If you have a monopoly and need to maximize profits then the question becomes: Why not?! You could extract more money this way, and it's not like your users would go anywhere else at this point.
That is why it's so important to fight and break up monopolies, and to limit what these companies can do. Because they have no reason not to squeeze every penny they can get out of you!
Issue is, I don't think even the current competition is helping them to get better, if they became smaller for some reason they'd just go back to their active sabotage days.
What I'd think would help to actually wither Microsoft's monopoly in addition of breaking it up is forcing them to open source Windows, thus taking their main leverage on the market. Windows would be a good (not great) OS if it wasn't for MS and its shareholders trying to monetize it as much as possible, and trying to make all computers like what the Junkman had in the Superhero Team vs. Genocidal Purple Guy Part 3.
This is the norm of what shareholder-driven companies in a situation of monopoly will tend to do. They try to see how much they can abuse their position of dominance on the market to maximize their profits. Microsoft's primary goal isn't to make a good user experience, or even a good OS. Their main goal is to milk as much money as possible from its assets for its shareholders. They've been playing that game for decades, only backtracking when the consumer backlash is strong enough to threaten their sales or when the government threatens to break them up.
On top of that, Microsoft has a long history of letting arrogant elements of top management take control of projects who will then force their "vision" down the throats of their customers who don't want any of it. They will only backtrack once the sales numbers become disastrous enough. Then usually the control returns to more competent people and a decent product tends to result from it. Think how Windows Vista lead to Windows 7. And how Windows 8 lead to Windows 10. Or even how the XBox One was originally designed and marketed as some sort of stupid way to watch NFL games on your TV with Kinect controls until they realized they were losing the console war and then started treating it like a gaming console again.
********
Answer these about the passage on Microsoft's monopoly:
(a) What does the writer suggest forcing Microsoft to do with Windows?
(b) Which product does the writer say Windows 8 led to?
(c) What two things does the writer say make Microsoft backtrack?
The lines that follow were taken from a different source than the passage.

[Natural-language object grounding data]
********
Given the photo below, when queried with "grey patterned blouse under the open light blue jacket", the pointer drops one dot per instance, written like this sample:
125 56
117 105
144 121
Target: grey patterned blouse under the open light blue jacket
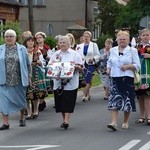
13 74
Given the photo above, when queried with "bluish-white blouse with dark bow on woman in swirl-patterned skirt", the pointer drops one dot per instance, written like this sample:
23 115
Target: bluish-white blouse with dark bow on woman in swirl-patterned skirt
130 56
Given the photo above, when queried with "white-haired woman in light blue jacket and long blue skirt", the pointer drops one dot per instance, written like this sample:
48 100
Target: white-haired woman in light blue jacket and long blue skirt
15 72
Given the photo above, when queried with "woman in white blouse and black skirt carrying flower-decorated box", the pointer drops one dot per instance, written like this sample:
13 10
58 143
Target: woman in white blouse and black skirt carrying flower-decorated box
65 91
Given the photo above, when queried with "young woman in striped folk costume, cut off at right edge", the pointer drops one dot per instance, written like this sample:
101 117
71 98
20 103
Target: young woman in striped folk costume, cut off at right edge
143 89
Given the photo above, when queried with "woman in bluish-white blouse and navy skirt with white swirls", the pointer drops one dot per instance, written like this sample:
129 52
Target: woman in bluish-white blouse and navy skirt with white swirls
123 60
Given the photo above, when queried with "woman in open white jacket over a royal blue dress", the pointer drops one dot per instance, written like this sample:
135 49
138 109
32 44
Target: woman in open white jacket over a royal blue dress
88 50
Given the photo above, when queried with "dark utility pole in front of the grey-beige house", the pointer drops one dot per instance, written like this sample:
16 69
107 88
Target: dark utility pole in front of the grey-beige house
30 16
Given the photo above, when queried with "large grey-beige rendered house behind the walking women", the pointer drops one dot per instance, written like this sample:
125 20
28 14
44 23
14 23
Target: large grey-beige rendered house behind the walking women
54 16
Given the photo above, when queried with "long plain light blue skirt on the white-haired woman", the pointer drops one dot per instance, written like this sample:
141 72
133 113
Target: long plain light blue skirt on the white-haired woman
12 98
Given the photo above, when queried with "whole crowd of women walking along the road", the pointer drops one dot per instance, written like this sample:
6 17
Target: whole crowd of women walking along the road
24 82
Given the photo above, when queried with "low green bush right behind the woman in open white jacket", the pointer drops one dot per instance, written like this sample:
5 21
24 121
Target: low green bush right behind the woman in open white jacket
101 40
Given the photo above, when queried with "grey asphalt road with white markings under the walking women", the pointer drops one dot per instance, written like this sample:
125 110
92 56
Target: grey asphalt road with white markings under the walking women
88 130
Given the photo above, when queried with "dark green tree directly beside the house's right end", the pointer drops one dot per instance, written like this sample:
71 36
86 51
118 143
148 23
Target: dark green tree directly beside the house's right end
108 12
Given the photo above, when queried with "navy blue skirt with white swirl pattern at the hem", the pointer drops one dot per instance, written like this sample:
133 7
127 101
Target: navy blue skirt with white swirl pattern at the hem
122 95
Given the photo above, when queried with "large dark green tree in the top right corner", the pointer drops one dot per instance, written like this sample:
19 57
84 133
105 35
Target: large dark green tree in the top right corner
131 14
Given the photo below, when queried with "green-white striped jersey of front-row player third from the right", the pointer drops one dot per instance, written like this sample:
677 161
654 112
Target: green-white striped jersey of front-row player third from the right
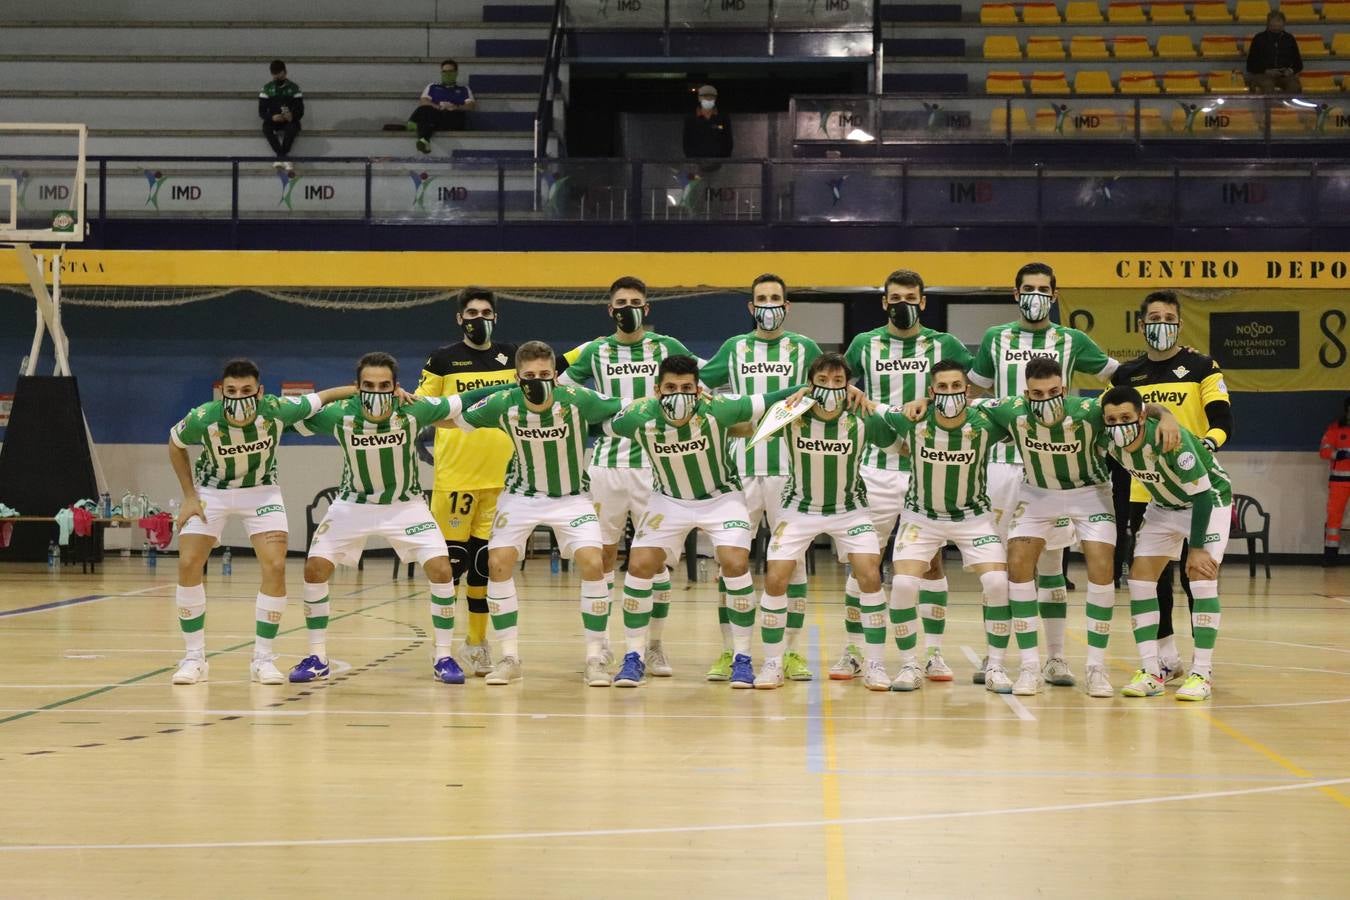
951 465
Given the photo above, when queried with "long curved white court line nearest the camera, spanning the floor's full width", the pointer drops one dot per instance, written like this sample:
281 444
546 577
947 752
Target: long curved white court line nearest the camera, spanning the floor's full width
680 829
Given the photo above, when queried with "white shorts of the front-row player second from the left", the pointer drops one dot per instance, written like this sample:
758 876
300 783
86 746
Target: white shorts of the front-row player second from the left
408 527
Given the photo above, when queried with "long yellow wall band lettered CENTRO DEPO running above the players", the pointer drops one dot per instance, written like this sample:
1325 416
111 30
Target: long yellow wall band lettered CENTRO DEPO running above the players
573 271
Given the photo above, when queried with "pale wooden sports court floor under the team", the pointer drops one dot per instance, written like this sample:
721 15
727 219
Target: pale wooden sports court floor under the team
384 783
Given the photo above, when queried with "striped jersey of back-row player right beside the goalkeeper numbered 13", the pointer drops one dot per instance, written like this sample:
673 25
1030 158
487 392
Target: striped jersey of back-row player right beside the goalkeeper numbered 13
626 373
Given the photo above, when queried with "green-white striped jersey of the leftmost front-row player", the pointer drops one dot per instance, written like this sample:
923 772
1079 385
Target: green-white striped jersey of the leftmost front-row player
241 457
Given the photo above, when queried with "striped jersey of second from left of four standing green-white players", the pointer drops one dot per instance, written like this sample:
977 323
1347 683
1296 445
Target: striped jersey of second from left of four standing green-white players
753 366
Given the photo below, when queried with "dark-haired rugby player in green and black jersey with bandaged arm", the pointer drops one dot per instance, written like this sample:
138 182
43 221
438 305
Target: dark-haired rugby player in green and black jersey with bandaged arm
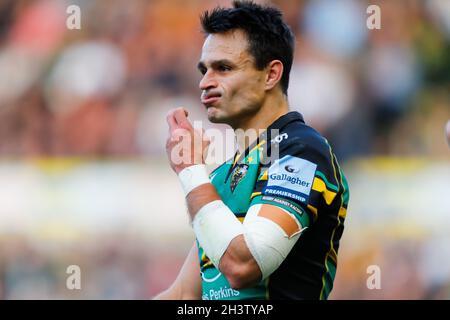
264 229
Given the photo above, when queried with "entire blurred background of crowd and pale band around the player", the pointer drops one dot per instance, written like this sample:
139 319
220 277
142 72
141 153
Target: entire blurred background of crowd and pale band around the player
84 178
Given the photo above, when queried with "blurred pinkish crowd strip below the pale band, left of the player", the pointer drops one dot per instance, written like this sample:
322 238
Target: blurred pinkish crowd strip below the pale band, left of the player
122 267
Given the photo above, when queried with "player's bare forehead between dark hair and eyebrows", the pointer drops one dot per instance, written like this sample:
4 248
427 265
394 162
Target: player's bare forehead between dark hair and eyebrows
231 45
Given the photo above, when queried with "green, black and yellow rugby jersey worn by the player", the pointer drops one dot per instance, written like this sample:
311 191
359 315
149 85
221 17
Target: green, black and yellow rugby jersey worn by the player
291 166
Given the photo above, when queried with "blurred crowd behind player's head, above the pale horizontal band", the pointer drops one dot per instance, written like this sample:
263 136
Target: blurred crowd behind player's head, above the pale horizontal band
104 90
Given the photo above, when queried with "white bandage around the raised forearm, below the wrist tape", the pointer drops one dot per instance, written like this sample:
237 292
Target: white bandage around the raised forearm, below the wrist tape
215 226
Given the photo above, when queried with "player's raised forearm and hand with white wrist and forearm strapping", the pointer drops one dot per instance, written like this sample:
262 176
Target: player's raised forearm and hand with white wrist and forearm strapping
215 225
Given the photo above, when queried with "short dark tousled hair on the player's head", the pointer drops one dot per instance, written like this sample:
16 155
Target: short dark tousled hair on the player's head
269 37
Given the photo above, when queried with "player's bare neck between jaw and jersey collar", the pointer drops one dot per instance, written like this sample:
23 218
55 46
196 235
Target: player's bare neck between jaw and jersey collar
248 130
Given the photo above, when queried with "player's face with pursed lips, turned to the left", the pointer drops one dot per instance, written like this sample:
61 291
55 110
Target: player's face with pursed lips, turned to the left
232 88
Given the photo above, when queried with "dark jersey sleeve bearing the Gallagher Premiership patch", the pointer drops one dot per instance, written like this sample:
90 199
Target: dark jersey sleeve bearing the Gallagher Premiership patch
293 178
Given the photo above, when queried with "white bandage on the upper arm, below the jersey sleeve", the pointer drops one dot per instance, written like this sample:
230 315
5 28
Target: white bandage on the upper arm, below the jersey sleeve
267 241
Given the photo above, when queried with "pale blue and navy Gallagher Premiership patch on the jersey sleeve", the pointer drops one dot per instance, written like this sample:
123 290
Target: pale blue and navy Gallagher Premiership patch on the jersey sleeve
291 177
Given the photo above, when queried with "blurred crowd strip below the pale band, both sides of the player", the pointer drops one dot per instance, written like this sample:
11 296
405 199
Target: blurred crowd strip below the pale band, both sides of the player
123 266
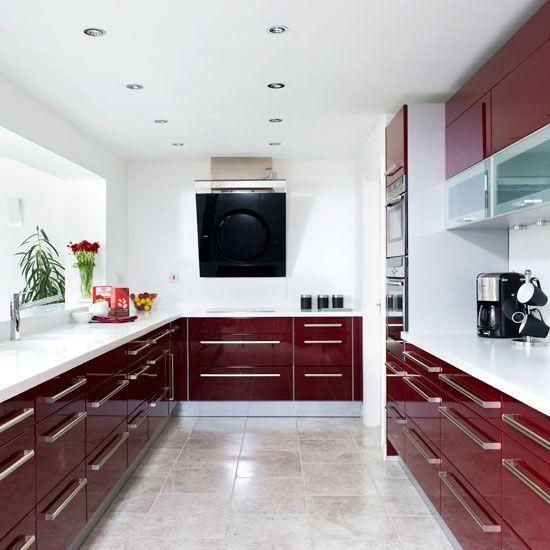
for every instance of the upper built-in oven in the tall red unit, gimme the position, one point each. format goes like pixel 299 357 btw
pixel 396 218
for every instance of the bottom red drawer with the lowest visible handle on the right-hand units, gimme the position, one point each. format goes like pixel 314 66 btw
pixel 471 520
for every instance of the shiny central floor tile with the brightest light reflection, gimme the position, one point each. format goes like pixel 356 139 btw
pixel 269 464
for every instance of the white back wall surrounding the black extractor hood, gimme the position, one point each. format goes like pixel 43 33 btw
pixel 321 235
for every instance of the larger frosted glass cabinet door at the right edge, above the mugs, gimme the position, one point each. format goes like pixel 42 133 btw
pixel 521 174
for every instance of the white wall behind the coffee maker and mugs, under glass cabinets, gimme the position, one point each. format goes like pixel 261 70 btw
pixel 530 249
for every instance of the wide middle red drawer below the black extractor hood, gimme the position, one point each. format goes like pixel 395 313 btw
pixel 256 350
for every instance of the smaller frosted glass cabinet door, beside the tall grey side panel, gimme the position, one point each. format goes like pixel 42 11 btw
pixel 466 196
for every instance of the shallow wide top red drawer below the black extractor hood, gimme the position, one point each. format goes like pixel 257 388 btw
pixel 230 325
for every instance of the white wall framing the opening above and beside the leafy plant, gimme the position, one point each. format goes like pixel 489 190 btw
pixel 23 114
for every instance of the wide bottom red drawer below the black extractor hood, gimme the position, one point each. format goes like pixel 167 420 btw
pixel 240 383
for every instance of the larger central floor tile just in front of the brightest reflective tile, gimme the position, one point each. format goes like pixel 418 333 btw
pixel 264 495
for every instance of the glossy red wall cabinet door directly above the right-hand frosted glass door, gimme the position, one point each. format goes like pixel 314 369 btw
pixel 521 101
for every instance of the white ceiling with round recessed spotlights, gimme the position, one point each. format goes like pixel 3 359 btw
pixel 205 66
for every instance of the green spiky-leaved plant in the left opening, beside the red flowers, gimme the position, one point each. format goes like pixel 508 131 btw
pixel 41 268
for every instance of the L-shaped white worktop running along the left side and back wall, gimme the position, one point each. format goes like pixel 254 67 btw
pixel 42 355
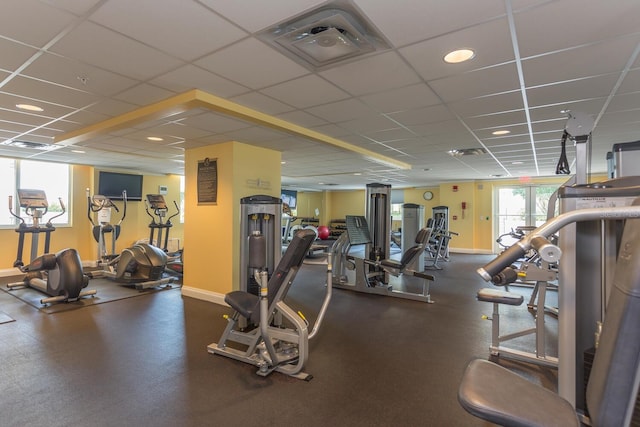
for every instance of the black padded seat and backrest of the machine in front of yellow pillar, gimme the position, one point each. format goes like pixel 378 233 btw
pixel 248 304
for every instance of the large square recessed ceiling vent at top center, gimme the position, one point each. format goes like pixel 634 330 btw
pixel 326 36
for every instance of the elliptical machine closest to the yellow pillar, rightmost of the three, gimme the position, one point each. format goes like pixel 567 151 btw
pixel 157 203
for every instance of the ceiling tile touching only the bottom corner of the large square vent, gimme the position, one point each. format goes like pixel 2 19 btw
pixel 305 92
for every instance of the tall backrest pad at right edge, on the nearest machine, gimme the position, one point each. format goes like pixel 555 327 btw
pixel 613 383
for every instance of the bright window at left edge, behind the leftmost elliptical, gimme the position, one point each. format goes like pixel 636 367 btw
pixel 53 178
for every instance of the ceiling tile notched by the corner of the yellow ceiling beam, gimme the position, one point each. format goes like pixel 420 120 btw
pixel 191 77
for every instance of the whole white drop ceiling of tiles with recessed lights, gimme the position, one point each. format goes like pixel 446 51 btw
********
● **Result of the task**
(a) Open source it, which would take away their main leverage on the market.
(b) Windows 10.
(c) Consumer backlash strong enough to threaten their sales, or the government threatening to break them up.